_Task_
Could you transcribe the material below exactly, without leaving out a single line?

_Entries shown_
━━━━━━━━

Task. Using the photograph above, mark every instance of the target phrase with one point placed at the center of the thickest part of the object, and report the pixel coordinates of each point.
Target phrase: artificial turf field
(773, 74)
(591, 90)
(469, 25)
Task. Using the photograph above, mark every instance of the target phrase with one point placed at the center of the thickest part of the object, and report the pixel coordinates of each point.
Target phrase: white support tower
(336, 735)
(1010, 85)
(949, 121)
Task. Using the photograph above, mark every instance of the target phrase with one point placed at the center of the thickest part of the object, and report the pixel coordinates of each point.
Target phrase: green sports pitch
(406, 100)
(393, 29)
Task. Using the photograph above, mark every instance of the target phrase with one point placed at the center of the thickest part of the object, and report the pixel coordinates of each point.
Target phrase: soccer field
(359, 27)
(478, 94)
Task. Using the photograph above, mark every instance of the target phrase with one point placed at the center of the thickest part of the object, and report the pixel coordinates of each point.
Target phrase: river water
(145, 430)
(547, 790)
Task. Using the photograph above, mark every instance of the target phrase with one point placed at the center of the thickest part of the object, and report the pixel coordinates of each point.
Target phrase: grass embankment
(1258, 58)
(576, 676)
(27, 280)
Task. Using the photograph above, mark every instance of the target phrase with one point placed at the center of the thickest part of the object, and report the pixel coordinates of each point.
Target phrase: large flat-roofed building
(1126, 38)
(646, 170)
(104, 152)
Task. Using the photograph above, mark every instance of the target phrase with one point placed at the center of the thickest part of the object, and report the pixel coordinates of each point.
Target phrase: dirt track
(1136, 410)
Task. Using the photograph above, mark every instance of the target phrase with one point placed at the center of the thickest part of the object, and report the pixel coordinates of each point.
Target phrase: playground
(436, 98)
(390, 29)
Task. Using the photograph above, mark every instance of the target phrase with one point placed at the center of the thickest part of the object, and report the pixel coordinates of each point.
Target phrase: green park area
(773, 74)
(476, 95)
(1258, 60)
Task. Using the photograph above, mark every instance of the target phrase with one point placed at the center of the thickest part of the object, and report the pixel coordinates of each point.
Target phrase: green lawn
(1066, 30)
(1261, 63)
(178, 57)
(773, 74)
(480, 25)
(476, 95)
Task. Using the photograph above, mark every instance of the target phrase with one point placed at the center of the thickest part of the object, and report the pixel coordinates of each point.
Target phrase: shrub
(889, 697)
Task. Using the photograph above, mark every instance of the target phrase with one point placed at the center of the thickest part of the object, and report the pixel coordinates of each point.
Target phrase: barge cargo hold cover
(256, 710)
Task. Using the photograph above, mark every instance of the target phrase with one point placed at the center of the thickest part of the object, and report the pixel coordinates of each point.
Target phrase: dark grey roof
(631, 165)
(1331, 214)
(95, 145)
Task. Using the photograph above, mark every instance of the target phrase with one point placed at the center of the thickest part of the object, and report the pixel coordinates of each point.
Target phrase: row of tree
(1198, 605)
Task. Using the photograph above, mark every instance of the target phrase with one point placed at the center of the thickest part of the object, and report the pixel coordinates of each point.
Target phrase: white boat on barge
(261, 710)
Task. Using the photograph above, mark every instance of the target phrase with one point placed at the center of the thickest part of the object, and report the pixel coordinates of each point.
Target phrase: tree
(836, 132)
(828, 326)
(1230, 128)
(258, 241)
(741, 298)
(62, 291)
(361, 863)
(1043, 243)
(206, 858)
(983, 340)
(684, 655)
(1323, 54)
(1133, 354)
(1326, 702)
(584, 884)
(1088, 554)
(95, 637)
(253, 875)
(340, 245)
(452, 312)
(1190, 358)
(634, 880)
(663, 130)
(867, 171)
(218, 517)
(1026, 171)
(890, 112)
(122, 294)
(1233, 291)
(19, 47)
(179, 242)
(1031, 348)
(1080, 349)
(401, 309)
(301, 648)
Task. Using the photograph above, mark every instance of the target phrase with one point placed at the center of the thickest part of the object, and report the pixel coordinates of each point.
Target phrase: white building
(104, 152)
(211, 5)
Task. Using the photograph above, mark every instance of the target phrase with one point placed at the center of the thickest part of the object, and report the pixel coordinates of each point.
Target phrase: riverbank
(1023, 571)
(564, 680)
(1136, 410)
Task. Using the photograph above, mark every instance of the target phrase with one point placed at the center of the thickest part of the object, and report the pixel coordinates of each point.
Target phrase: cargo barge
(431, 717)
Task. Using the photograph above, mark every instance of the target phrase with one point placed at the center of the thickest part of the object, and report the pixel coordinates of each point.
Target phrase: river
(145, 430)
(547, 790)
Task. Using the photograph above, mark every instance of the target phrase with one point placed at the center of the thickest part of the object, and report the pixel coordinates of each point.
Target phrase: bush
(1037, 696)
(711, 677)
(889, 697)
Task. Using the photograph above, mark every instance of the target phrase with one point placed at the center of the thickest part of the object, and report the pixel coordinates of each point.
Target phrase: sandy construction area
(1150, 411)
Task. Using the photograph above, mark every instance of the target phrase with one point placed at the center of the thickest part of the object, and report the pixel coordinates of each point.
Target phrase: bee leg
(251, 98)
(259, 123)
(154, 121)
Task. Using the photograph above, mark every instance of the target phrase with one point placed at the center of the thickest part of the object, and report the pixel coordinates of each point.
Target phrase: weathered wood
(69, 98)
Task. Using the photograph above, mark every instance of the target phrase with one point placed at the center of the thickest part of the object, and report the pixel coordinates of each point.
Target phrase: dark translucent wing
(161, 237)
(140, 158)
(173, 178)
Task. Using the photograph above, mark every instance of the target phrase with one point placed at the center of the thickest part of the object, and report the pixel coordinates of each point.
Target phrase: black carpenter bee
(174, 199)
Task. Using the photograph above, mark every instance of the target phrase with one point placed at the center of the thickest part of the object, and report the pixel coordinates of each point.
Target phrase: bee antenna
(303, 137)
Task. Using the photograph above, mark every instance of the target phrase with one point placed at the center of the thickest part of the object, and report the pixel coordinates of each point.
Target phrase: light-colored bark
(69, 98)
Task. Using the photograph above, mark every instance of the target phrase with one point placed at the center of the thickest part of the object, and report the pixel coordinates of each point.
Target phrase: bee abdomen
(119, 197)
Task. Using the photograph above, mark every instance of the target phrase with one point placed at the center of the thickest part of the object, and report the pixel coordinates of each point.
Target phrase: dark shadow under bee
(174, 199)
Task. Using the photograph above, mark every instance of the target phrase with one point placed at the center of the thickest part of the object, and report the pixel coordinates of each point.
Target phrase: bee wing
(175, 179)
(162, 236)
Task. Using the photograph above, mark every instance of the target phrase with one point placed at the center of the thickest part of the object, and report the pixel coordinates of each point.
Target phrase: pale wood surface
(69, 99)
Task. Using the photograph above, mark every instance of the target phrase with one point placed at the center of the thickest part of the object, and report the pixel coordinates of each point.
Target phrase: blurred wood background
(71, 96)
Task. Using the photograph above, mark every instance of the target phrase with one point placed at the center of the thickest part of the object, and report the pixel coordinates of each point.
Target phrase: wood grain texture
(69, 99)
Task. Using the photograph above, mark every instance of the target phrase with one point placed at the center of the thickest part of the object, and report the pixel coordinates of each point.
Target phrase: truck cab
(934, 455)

━━━━━━━━

_Response to the exercise_
Task. Using the photograph above, mark every instance of the target phrase with one point placed at the center of the thickest part of the object, and report the pixel coordinates of each point.
Target phrase: artificial turf field
(773, 74)
(591, 90)
(469, 25)
Task. Using the photograph above, mark every instance of the target phrase with one point placed at the center of the thickest part of the object, and report the pixel coordinates of each point.
Target phrase: white support tower
(336, 735)
(1010, 85)
(949, 121)
Task. Using the photograph above, mark every instance of the target phrase with one point placed at the center of the thickest part of the object, and report the pixel coordinates of each point.
Target phrase: green sports pitch
(406, 100)
(393, 29)
Task. Using the photograph above, mark every instance of the target phrase with one point placed at the center of the thickest part of the object, and report the pixel coordinates of each point.
Target phrase: soccer field
(359, 27)
(478, 94)
Task. Using the photograph above, mark every instance of the target phrase with one point placed at the center of the thickest part of the object, and report the pixel coordinates of each point.
Target phrase: river water
(145, 430)
(547, 790)
Task. Using the photograph above, mark every instance of the target phrase with one point placed at the center of the thickest part of the object, and report the pixel coordinates of each point.
Target phrase: grass embankment
(1258, 58)
(576, 676)
(27, 280)
Task. Using the photograph above, mark every instance of the target phrase with one point placed at the center of the thickest part of the object, and report the pixel coordinates of each point.
Target phrase: large flat-roofed building
(1126, 38)
(646, 170)
(104, 152)
Task. Using the photograph above, mark every instance of the target phrase with one point placed at the center of the thickest part of the object, and report the pixel coordinates of each point.
Target phrase: dirt track
(1136, 410)
Task. Using the photograph above, mark every instance of the target phrase with one point placed at the center of the thickest part of the object, and report the pixel coordinates of each point.
Target phrase: playground
(436, 98)
(390, 29)
Task. Using the photograph above, mark every instance of the target phrase with one point placed at the center of the thickest part of the object, and report the pixel coordinates of each point.
Target phrase: green park area
(773, 74)
(476, 95)
(1258, 60)
Task. Using the photograph above, mark every instance of the target phrase with one point placed at the center of the thickest part of the object, and report the pixel coordinates of each point.
Target phrase: green lawn
(1066, 30)
(1261, 63)
(178, 57)
(773, 74)
(480, 25)
(476, 95)
Task. Using the photograph above, mark every instance of the target phrase with one point placed at the center of the thickest part of the object, and report the pixel coordinates of each point.
Target phrase: shrub
(889, 697)
Task. Using the photograph above, mark every instance of the target phrase with one point placed at the center of the thickest part of the object, and report the pixel coordinates of each point.
Target phrase: barge cargo hold cover
(256, 710)
Task. Using the photograph above, mark every instance of the target phrase with one point placed at the center of the thickest part of the object, and report the pixel coordinates of each point.
Target phrase: dark grey roof
(631, 165)
(1331, 214)
(95, 145)
Task. Using the photograph above, mark every instance of the target phrase with one point placed at the center of the thickest part of the object, and report the pixel coordinates of each point.
Target phrase: row of tree
(1198, 605)
Task. Using the photograph above, mark every instance of the target phrase with one point placed at the center of the thickest part of the object, and report the pixel coordinates of each point.
Target phrase: white boat on barge
(261, 710)
Task. Using the photograph above, mark every instance of the target phrase with one point placed at the center of the thickest part of the object, and report the pixel coordinates of each point.
Target phrase: tree
(836, 132)
(828, 326)
(1230, 128)
(258, 241)
(741, 298)
(62, 291)
(361, 863)
(1043, 243)
(206, 858)
(983, 340)
(684, 655)
(1323, 54)
(1133, 354)
(1326, 702)
(584, 884)
(1088, 554)
(95, 637)
(253, 875)
(340, 245)
(452, 312)
(1190, 358)
(634, 880)
(663, 130)
(867, 171)
(218, 517)
(1026, 171)
(890, 112)
(122, 294)
(1233, 291)
(19, 47)
(179, 242)
(1031, 348)
(1080, 349)
(401, 309)
(301, 648)
Task. Using the photograph above, mark every instance of the target phrase with one point placed at the center of the thickest part of the object, and report the pixel coordinates of each point.
Target phrase: white building
(104, 152)
(211, 5)
Task. Using the photograph above, mark every instance of the target phrase with one point placed at the center of the thickest part of the object, and report the pixel coordinates of each point.
Target phrase: riverbank
(1023, 571)
(564, 680)
(1136, 410)
Task. Using the photograph above, mark every instance of the target phrase with one point placed at the center of the thickest part of the object, and report the pixel coordinates of each point.
Target phrase: cargo barge
(431, 717)
Task. Using the photograph above, mark every instance of the target phrase with one point placed at the center of the thickest part of the object, and report the pixel coordinates of each point.
Target phrase: river
(145, 430)
(547, 790)
Task. Using the photograph above, mark every instance of the target phrase with one point placed at the center of the thickest part of the object, and report the pixel coordinates of each point.
Target phrase: bush
(1037, 696)
(711, 677)
(889, 697)
Task. Using the photograph above, mark every instance of the target phrase with one point placed at the center of the thickest part of the object, and report the pixel coordinates of each point.
Target phrase: sandy construction area
(1150, 411)
Task. Using the photograph above, mark every instance of the target phrase with one point placed at the center of the thickest part of the object, and report the pixel coordinates of each point.
Target phrase: bee leg
(251, 98)
(259, 123)
(154, 121)
Task. Using the photograph above, mark every instance of the target phrase with one point placed at the center of the thickest part of the object, and report the pixel coordinates of each point.
Target phrase: weathered wood
(69, 98)
Task. Using the photograph above, mark every instance of the target phrase with one point placed at the center of the thickest part of the object, and report the pixel coordinates of each point.
Target phrase: dark translucent wing
(161, 237)
(140, 158)
(173, 178)
Task. Using the photograph above, mark every instance of the target phrase with one point placed at the center of the thickest part of the object, and report the pixel coordinates of each point.
Target phrase: black carpenter bee
(174, 199)
Task. Using the photograph above, mark every instance of the target phrase with one point placed at the center of the thickest part of the object, and report the pixel coordinates of each point.
Target phrase: bee antenna
(303, 137)
Task. Using the photograph above, mark every instance of the target phrase with one point placed at the center of the thickest part of the object, and report the pixel coordinates of each point.
Target phrase: light-colored bark
(69, 98)
Task. Using the photograph above, mark every instance of the target phrase with one point placed at the center of the thickest part of the object, and report the pixel coordinates of each point.
Target phrase: bee abdomen
(119, 197)
Task. Using the photograph above, mark every instance of the target phrase with one point placed at the center of the thickest part of the object, and report the pixel coordinates of each point.
Target phrase: dark shadow under bee
(174, 199)
Task. Using the photograph above, mark every instance of the target phrase with one point placed at the center of the thickest part of the object, and report the pixel coordinates of each point.
Target phrase: bee wing
(175, 179)
(162, 236)
Task. Using the photograph above, mark every instance of the target phrase with one point placed at the center of the thickest part of the object, and report the pixel coordinates of each point.
Target phrase: pale wood surface
(69, 99)
Task. Using the photograph above, mark every instance of the target phrase with one point placed at the center of the thickest part of the object, and report the pixel coordinates of each point.
Target phrase: blurred wood background
(71, 96)
Task. Using the photograph above, mark every instance of the target phrase with one point placed at the center of the thickest part of the object, and report the pixel coordinates of each point.
Target phrase: wood grain texture
(69, 99)
Task. Using the photograph above, mark every instance of the target phrase with one point placed at the center of the thickest part of the object, and report the pixel coordinates of each point.
Target phrase: truck cab
(934, 455)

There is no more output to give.